[Segmentation labeling items]
* BEGIN *

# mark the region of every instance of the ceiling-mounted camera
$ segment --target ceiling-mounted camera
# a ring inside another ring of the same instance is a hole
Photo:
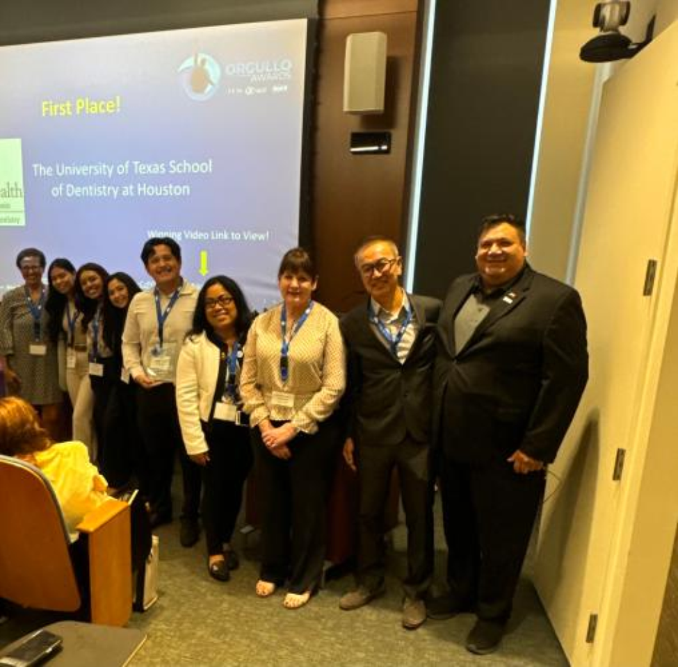
[[[652,38],[653,19],[647,26],[647,35],[643,42],[633,42],[622,35],[619,28],[625,26],[631,13],[631,3],[612,0],[599,2],[593,11],[593,27],[599,28],[602,35],[589,40],[579,51],[579,58],[587,63],[609,63],[632,58]]]

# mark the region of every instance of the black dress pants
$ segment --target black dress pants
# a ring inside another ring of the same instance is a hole
[[[136,400],[137,422],[148,465],[147,500],[151,510],[163,517],[172,516],[172,477],[179,452],[184,482],[181,516],[197,518],[202,473],[186,453],[174,385],[166,382],[151,389],[138,387]]]
[[[546,473],[512,463],[458,463],[442,457],[447,579],[460,604],[479,618],[506,623],[544,495]]]
[[[233,535],[243,486],[252,468],[252,445],[248,428],[216,420],[206,439],[209,461],[202,468],[202,525],[207,553],[215,556]]]
[[[357,447],[360,488],[356,578],[371,591],[384,583],[385,511],[394,468],[398,470],[407,527],[407,598],[422,598],[433,572],[433,488],[430,449],[405,438],[397,445]]]
[[[113,357],[99,358],[97,360],[97,363],[103,367],[104,374],[101,376],[90,375],[89,377],[89,381],[92,386],[92,393],[94,394],[92,420],[94,422],[95,432],[97,434],[96,463],[108,484],[115,486],[113,481],[108,479],[109,471],[106,468],[106,450],[108,446],[107,443],[108,434],[106,429],[106,411],[116,381],[113,368],[115,361]]]
[[[280,425],[280,422],[273,422]],[[291,593],[312,590],[320,582],[327,543],[327,503],[339,446],[336,416],[313,435],[298,434],[288,445],[291,457],[274,456],[252,429],[261,484],[261,569],[264,581]]]

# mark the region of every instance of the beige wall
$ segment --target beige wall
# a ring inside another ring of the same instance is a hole
[[[579,58],[595,35],[592,12],[588,0],[558,3],[535,181],[530,259],[560,279],[567,273],[595,80],[595,66]]]
[[[593,0],[558,2],[535,181],[531,261],[563,280],[571,243],[577,240],[578,205],[583,209],[586,203],[587,145],[595,138],[595,101],[606,78],[602,68],[612,72],[627,62],[608,67],[579,60],[582,44],[598,34],[591,26],[594,6]],[[678,19],[678,0],[633,0],[622,32],[641,41],[655,14],[656,36]]]

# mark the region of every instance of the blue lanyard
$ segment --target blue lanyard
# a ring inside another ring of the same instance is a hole
[[[229,354],[226,355],[225,352],[221,354],[226,356],[226,383],[224,385],[224,390],[225,393],[231,397],[233,402],[237,403],[238,359],[242,356],[240,351],[240,343],[236,340],[233,344],[233,349]]]
[[[69,347],[73,346],[73,343],[75,342],[75,322],[78,319],[77,308],[76,308],[75,312],[73,313],[73,317],[71,317],[71,304],[70,301],[66,302],[66,322],[68,323],[68,340],[66,341],[66,344]]]
[[[167,308],[165,308],[163,312],[160,308],[160,290],[158,288],[155,288],[155,312],[158,317],[158,338],[160,340],[161,347],[163,347],[163,333],[165,329],[165,320],[169,316],[172,307],[177,303],[177,299],[179,298],[179,293],[181,290],[181,286],[180,285],[170,297],[170,302],[167,304]]]
[[[371,303],[369,302],[367,302],[367,313],[370,322],[379,330],[379,333],[386,340],[386,342],[389,344],[389,347],[391,348],[391,352],[396,359],[398,359],[398,346],[400,345],[401,340],[403,340],[403,336],[405,336],[405,331],[407,331],[410,323],[412,322],[412,308],[409,306],[405,306],[405,311],[406,313],[405,322],[403,322],[401,328],[398,330],[398,333],[394,336],[391,335],[391,332],[389,331],[386,324],[377,317],[375,312],[372,310]]]
[[[289,377],[289,344],[292,342],[292,338],[296,336],[297,332],[301,329],[304,322],[308,319],[309,313],[313,308],[313,302],[309,301],[304,314],[297,320],[296,324],[292,327],[290,331],[289,340],[287,340],[287,309],[285,304],[282,304],[282,311],[280,312],[280,328],[282,329],[282,345],[280,346],[280,379],[283,382],[287,381]]]
[[[102,322],[102,306],[97,306],[97,312],[92,318],[92,357],[90,361],[96,361],[99,356],[99,329]]]
[[[33,303],[31,298],[31,293],[27,287],[24,288],[24,293],[26,295],[26,302],[29,305],[29,310],[33,317],[33,340],[40,341],[42,338],[42,306],[45,305],[45,286],[40,288],[40,298],[37,304]]]

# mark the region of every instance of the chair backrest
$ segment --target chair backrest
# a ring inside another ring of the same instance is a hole
[[[0,598],[34,609],[77,610],[69,544],[47,479],[34,466],[0,455]]]

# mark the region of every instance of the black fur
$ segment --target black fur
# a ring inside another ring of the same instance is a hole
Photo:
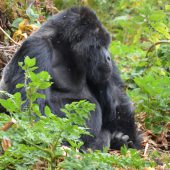
[[[54,82],[42,91],[46,99],[37,101],[42,113],[48,105],[54,114],[64,117],[60,108],[66,103],[89,100],[96,110],[87,121],[93,137],[83,137],[85,148],[115,148],[115,143],[120,147],[128,141],[137,147],[131,105],[121,90],[123,83],[111,61],[109,43],[109,33],[93,11],[67,9],[51,17],[22,44],[3,71],[0,89],[17,92],[14,87],[24,81],[18,62],[26,56],[35,57],[37,72],[48,71]],[[24,88],[19,91],[25,98]]]

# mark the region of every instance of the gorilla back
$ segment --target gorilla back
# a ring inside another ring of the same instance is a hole
[[[41,28],[25,40],[3,71],[0,89],[11,94],[24,82],[24,72],[18,66],[26,56],[35,57],[37,72],[48,71],[53,85],[43,90],[46,99],[37,103],[43,113],[45,105],[63,117],[60,108],[66,103],[86,99],[96,104],[87,121],[93,137],[84,136],[85,147],[102,149],[109,146],[111,133],[102,129],[100,104],[88,87],[87,76],[94,82],[107,80],[112,72],[108,53],[110,37],[93,11],[86,7],[70,8],[54,15]],[[98,63],[95,65],[95,63]]]

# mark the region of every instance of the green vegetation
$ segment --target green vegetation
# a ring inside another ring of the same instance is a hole
[[[51,14],[72,5],[87,5],[93,8],[111,33],[110,53],[118,64],[128,94],[135,103],[142,129],[151,131],[154,137],[164,135],[163,139],[167,141],[170,122],[169,2],[167,0],[36,2],[28,5],[24,0],[16,0],[6,1],[5,5],[0,5],[0,9],[4,7],[9,13],[12,27],[7,31],[11,37],[19,42],[37,29]],[[39,90],[51,85],[51,77],[47,72],[34,73],[35,59],[27,57],[25,63],[20,63],[20,66],[25,71],[25,84],[19,84],[17,87],[26,88],[29,106],[21,110],[26,101],[21,99],[20,93],[10,95],[1,92],[9,97],[6,100],[0,99],[0,103],[9,111],[10,116],[1,114],[0,128],[10,122],[11,118],[14,118],[16,123],[7,131],[0,130],[2,144],[0,169],[38,169],[40,166],[46,169],[142,169],[155,167],[156,164],[152,160],[160,157],[165,167],[170,168],[169,153],[162,156],[161,152],[156,154],[150,152],[149,157],[145,159],[138,151],[125,147],[121,149],[120,155],[107,153],[107,150],[104,153],[99,151],[80,153],[78,149],[83,145],[80,136],[88,134],[84,118],[88,118],[88,113],[95,109],[95,106],[87,101],[66,105],[62,109],[66,114],[64,119],[54,116],[46,107],[46,117],[42,116],[35,101],[37,98],[45,98]],[[31,81],[27,81],[28,79]],[[70,116],[71,112],[75,112],[74,117]],[[145,113],[144,120],[140,119],[141,113]],[[71,147],[61,147],[64,141],[69,142]],[[12,146],[8,147],[11,142]],[[163,148],[165,149],[164,146]]]

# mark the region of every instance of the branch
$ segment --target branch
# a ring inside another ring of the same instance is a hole
[[[170,44],[170,40],[161,40],[151,45],[146,53],[146,57],[148,57],[148,54],[153,50],[153,48],[159,44]]]
[[[0,30],[16,45],[19,45],[21,46],[21,44],[17,43],[16,41],[14,41],[3,29],[2,27],[0,26]]]

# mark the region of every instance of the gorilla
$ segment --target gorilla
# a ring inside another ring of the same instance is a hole
[[[87,7],[72,7],[48,19],[40,29],[23,42],[3,71],[0,89],[11,94],[24,82],[18,66],[26,56],[35,57],[37,72],[47,71],[52,86],[42,90],[46,99],[37,103],[43,114],[48,105],[60,117],[60,109],[81,99],[96,105],[86,121],[92,136],[83,136],[85,148],[139,148],[139,135],[124,84],[108,52],[110,35],[95,13]]]

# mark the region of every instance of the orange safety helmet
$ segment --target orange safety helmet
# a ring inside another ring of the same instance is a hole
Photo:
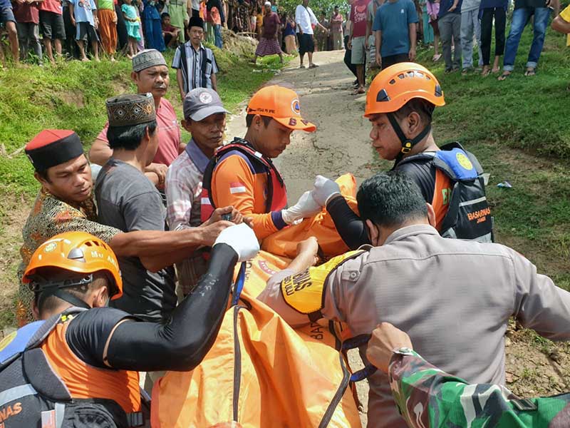
[[[115,287],[109,290],[111,300],[123,295],[123,280],[120,277],[119,263],[113,250],[98,238],[86,232],[66,232],[51,238],[41,244],[31,256],[26,268],[22,282],[32,283],[35,292],[41,292],[42,280],[34,278],[38,269],[41,268],[60,268],[77,273],[92,274],[104,270],[114,280]],[[50,282],[46,278],[46,287],[65,288],[75,285],[71,281]]]
[[[394,64],[372,81],[366,94],[364,117],[393,113],[415,98],[438,107],[445,105],[440,83],[428,68],[415,63]]]

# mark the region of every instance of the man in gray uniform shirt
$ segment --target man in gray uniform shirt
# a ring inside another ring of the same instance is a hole
[[[570,338],[570,293],[507,247],[440,237],[410,178],[378,174],[356,198],[374,246],[333,259],[324,274],[322,266],[280,272],[259,296],[290,324],[322,316],[356,336],[390,322],[436,367],[472,383],[504,383],[511,316],[549,339]],[[405,427],[388,377],[378,371],[369,381],[368,427]]]

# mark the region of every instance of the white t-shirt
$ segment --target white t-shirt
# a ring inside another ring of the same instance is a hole
[[[297,24],[297,33],[300,28],[304,33],[312,34],[313,27],[311,26],[311,24],[316,25],[318,21],[310,7],[305,7],[302,4],[299,4],[295,9],[295,22]]]

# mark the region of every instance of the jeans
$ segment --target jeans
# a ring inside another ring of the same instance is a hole
[[[39,24],[33,22],[16,22],[16,27],[18,30],[18,41],[20,44],[20,59],[22,61],[27,59],[30,49],[33,49],[41,64],[42,55]]]
[[[481,24],[479,23],[479,9],[461,13],[461,54],[463,68],[473,67],[473,34],[479,46],[479,65],[483,65],[481,54]],[[457,49],[457,48],[456,48]]]
[[[531,14],[534,12],[534,36],[532,38],[532,44],[530,46],[529,58],[527,61],[527,68],[536,68],[542,52],[542,45],[544,44],[544,35],[546,32],[546,26],[550,18],[550,9],[546,7],[537,7],[532,9],[521,8],[514,9],[511,23],[511,31],[507,38],[505,46],[504,59],[503,60],[503,69],[505,71],[512,71],[514,69],[514,58],[519,49],[519,42],[521,35]]]
[[[481,52],[483,65],[491,63],[491,38],[494,17],[494,55],[501,56],[504,54],[504,26],[507,23],[507,11],[502,7],[483,9],[481,16]]]
[[[445,61],[445,71],[459,70],[461,65],[461,15],[448,13],[437,20],[440,29],[441,46],[443,51],[443,60]],[[451,38],[455,49],[453,61],[451,60]]]
[[[220,49],[222,49],[222,26],[219,24],[214,25],[214,44],[215,44]]]

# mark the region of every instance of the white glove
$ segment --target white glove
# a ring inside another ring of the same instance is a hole
[[[313,192],[306,191],[301,195],[297,203],[286,210],[282,210],[281,213],[283,220],[290,225],[296,220],[313,217],[321,212],[321,205],[313,198]]]
[[[259,252],[259,243],[254,230],[246,223],[240,223],[224,229],[214,243],[227,244],[237,253],[238,262],[244,262],[253,258]]]
[[[332,180],[326,177],[317,175],[315,178],[315,188],[313,189],[313,198],[321,207],[326,207],[328,200],[333,195],[341,194],[341,188]]]

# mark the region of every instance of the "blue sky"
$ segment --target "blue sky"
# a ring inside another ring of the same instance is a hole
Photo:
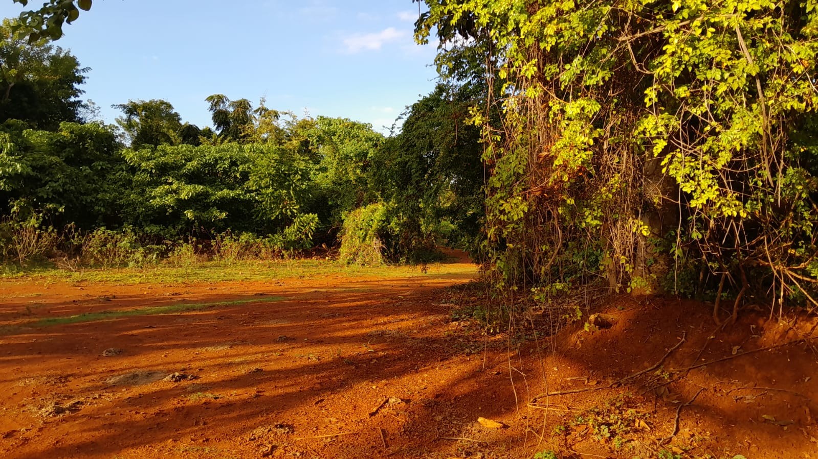
[[[22,9],[0,2],[4,17]],[[92,69],[85,97],[106,123],[112,104],[165,99],[208,126],[204,98],[222,93],[380,129],[434,87],[417,15],[411,0],[97,0],[57,44]]]

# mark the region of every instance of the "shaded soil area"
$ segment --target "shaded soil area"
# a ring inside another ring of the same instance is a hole
[[[811,319],[717,329],[702,305],[609,297],[600,326],[486,334],[452,319],[491,301],[444,290],[475,277],[460,261],[0,282],[0,457],[818,457]]]

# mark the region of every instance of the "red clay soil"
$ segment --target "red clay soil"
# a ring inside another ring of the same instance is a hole
[[[442,287],[476,274],[459,272],[0,282],[0,457],[818,457],[814,323],[752,313],[718,330],[701,305],[615,297],[605,329],[487,336],[452,320]]]

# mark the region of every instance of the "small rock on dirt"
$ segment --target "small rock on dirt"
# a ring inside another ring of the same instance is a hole
[[[61,405],[60,403],[54,402],[51,405],[40,410],[40,416],[43,417],[52,417],[69,412],[78,412],[82,409],[83,404],[85,403],[82,400],[74,400],[70,403],[65,403],[65,405]]]
[[[272,453],[276,452],[276,448],[277,448],[278,447],[274,444],[263,446],[260,450],[258,450],[258,454],[260,454],[262,457],[269,457],[272,456]]]
[[[507,427],[507,426],[502,422],[492,419],[486,419],[485,417],[478,417],[477,421],[479,422],[483,427],[488,427],[489,429],[505,429]]]
[[[163,381],[169,381],[170,382],[182,382],[183,381],[191,381],[194,379],[198,379],[199,377],[196,375],[188,375],[187,373],[170,373],[169,375],[164,377]]]

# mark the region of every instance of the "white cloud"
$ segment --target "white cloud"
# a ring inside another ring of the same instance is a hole
[[[299,8],[299,13],[312,20],[326,20],[337,15],[338,7],[329,5],[322,0],[312,0],[308,5]]]
[[[355,33],[350,35],[344,38],[344,46],[346,47],[346,51],[349,53],[361,52],[362,51],[377,51],[384,43],[395,42],[409,37],[409,33],[407,31],[389,27],[374,33]]]
[[[406,22],[415,22],[417,20],[417,13],[414,11],[401,11],[398,13],[398,19]]]
[[[380,16],[372,13],[360,12],[357,15],[357,18],[361,20],[368,20],[371,22],[375,22],[376,20],[380,20]]]

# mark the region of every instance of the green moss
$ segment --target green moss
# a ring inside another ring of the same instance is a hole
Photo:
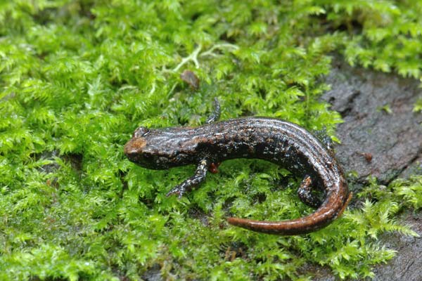
[[[165,195],[194,167],[137,167],[122,145],[141,124],[203,123],[214,97],[222,119],[272,116],[335,138],[340,115],[316,100],[328,54],[419,78],[420,1],[0,5],[0,279],[307,280],[309,264],[362,278],[394,255],[381,233],[416,235],[394,216],[421,208],[420,178],[324,230],[279,237],[225,217],[312,212],[285,170],[229,161],[177,200]],[[185,69],[198,91],[180,80]]]

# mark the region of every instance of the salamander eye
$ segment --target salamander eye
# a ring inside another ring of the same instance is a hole
[[[134,132],[134,138],[140,138],[141,136],[145,136],[150,133],[150,130],[145,127],[139,127],[135,130]]]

* END *

WHAT YOU ARE ASKED TO DO: Begin at the line containing "# mark the region of every instance of the green moss" and extract every line through the end of the records, inclusive, exactly and only; omit pictures.

ANSWER TO THIS PROBLEM:
# mark the region of every instance of the green moss
$ segment --target green moss
# a ring inside another ring of the same instance is a hole
Photo:
[[[165,195],[194,167],[137,167],[122,145],[141,124],[203,123],[214,97],[222,119],[272,116],[335,138],[340,115],[316,100],[328,54],[419,78],[420,1],[0,5],[0,279],[307,280],[309,264],[362,278],[394,255],[381,233],[416,235],[394,216],[421,208],[420,178],[324,230],[279,237],[225,217],[312,212],[285,170],[229,161],[177,200]],[[185,69],[198,91],[180,80]]]

# mark the region of every instance of the salamander eye
$ segment --target salamander eye
# a ring inside another ring of the same instance is a hole
[[[134,132],[134,138],[140,138],[141,136],[145,136],[150,133],[150,130],[145,127],[139,127],[135,130]]]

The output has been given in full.